Yoga, Hindistan’da ortaya çıkan, pozlar ve meditasyon aracılığı ile zihin ve ruhta sükunete ulaşmayı amaçlayan bir egzersiz türüdür. Bedeninizle çıkacağınız bu yolculukta en temel amaç rahatlamak, bedeni ve zihni güçlendirmektir. Yoga uygulamalarında kullanılan diyafram nefesi ile düşünsel, duygusal ve fiziksel stresin azaldığı bilinir. Yoga duruşlarında yavaş ve çaba gerektirmeyen nefes, vücut hücrelerine huzur getirir. Yüz kaslarını rahatlatır ve göz, kulak, burun dil ve deri gibi algılama organlarındaki gerilimi uzaklaştırır. Böylece tüm düşünceler durgunlaşır, zihin stresten kurtulur, esenlik, huzur ve sükunet ile dolar.
Stres faktörü yaşamımızın her alanını olumsuz anlamda etkiliyor. Stresin vücutta oluşturduğu etkiler kaynaklı kilo vermede zorluk çıkardığını hepimiz biliyoruz. Fazla stres kalp hastalığı, yüksek tansiyon olmak üzere birçok hastalığı beraberinde getirebilir. Metabolizma ve beslenme bakımından aktif rol oynayan beynimiz, stresten en çok etkilenen organlarımızın başında geliyor. Stres anında vücudumuzdaki kortizol hormonunun yükselmesiyle kan şekeri, metabolik hız, kalp atışları ve bağırsak fonksiyonlarında bazı değişiklikler meydana gelmektedir. Kortizol seviyesinin artması ile bireyler daha çok tatlı veya tuzlu yiyeceklere yönelmekte ve bu durum kişilerde bel çevresi yağlanmasına neden olmaktadır.
İlgini çekebilir: Stres Hormonu Kortizol Seviyemizi Düşürmek İçin 7 Öneri
Peki yoga yaparken nasıl besleneceğiz?
Vücudumuz besinleri sindirmek için enerjiye ihtiyaç duyar; bu nedenle yogadan hemen önce beslendiğimizde enerjimizin bir kısmı sindirime harcanacağı için yoga pratiğinden istediğimiz verimi alamayabiliriz. Bununla birlikte midemizdeki doluluk nedeni ile rahatsızlık duyabiliriz. Yogadan 3-4 saat öncesi ana öğün, 1-2 saat öncesi hafif yemekler, yarım saat öncesi ise küçük atıştırmalıklar uygun olacaktır.
Yoga pratiği öncesinde:
- Acı biber, soğan, sarımsak gibi vücudu uyaran, kurubaklagiller, lahana, mantar, pırasa gibi gaz yapan veya beyaz ekmek, pirinç gibi tokluk süresini azaltan besinler yerine, sporda daha iyi hissetmenizi sağlayacak potasyum, kalsiyum, magnezyum ve lif zengini Ispanak, semizotu, marul, dereotu gibi koyu yeşil yapraklı sebzeler tüketilmelidir.

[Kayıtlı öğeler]
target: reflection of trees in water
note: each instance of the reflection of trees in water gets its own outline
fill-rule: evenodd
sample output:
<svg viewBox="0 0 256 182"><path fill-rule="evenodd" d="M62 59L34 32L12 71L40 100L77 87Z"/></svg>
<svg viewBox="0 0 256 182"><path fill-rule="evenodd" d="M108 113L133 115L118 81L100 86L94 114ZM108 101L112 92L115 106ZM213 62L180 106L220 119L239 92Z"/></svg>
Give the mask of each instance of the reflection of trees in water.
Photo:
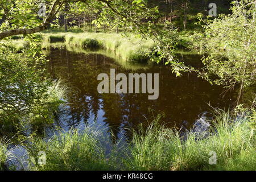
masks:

* [Görev Tanımı]: Yoga ve beslenme konulu metinde "Stres faktörü yaşamımızın" ile başlayıp "yağlanmasına neden olmaktadır." ile biten bölümü, "beynimiz" yerine "zihnimiz" koyarak yeniden yazın.

* [Alıştırmanın Cevabı]:
Stres faktörü yaşamımızın her alanını olumsuz anlamda etkiliyor. Stresin vücutta oluşturduğu etkiler kaynaklı kilo vermede zorluk çıkardığını hepimiz biliyoruz. Fazla stres kalp hastalığı, yüksek tansiyon olmak üzere birçok hastalığı beraberinde getirebilir. Metabolizma ve beslenme bakımından aktif rol oynayan zihnimiz, stresten en çok etkilenen organlarımızın başında geliyor. Stres anında vücudumuzdaki kortizol hormonunun yükselmesiyle kan şekeri, metabolik hız, kalp atışları ve bağırsak fonksiyonlarında bazı değişiklikler meydana gelmektedir. Kortizol seviyesinin artması ile bireyler daha çok tatlı veya tuzlu yiyeceklere yönelmekte ve bu durum kişilerde bel çevresi yağlanmasına neden olmaktadır.